[Items listed in a dataset]
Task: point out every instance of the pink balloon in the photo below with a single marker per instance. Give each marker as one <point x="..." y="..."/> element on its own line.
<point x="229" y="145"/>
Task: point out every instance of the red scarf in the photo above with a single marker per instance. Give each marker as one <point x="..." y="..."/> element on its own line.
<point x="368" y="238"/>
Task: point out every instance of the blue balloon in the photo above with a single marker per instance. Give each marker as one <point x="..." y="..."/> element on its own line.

Task to carry out ▸ Render the lines of the data above as a numbered list, omitting any blank lines.

Output of the exercise ▸
1. Task: point out every instance of the pink balloon in the photo below with a single marker per instance. Give each marker as one <point x="..." y="..."/> element on its own line.
2. <point x="229" y="145"/>
3. Task: point out every instance of the red scarf in the photo above with a single marker per instance. Give each marker as one <point x="..." y="..."/> element on its own line.
4. <point x="368" y="238"/>
5. Task: point out every instance of the blue balloon in the photo above with a single marker per instance. Give each marker as one <point x="..." y="..."/> element on its own line.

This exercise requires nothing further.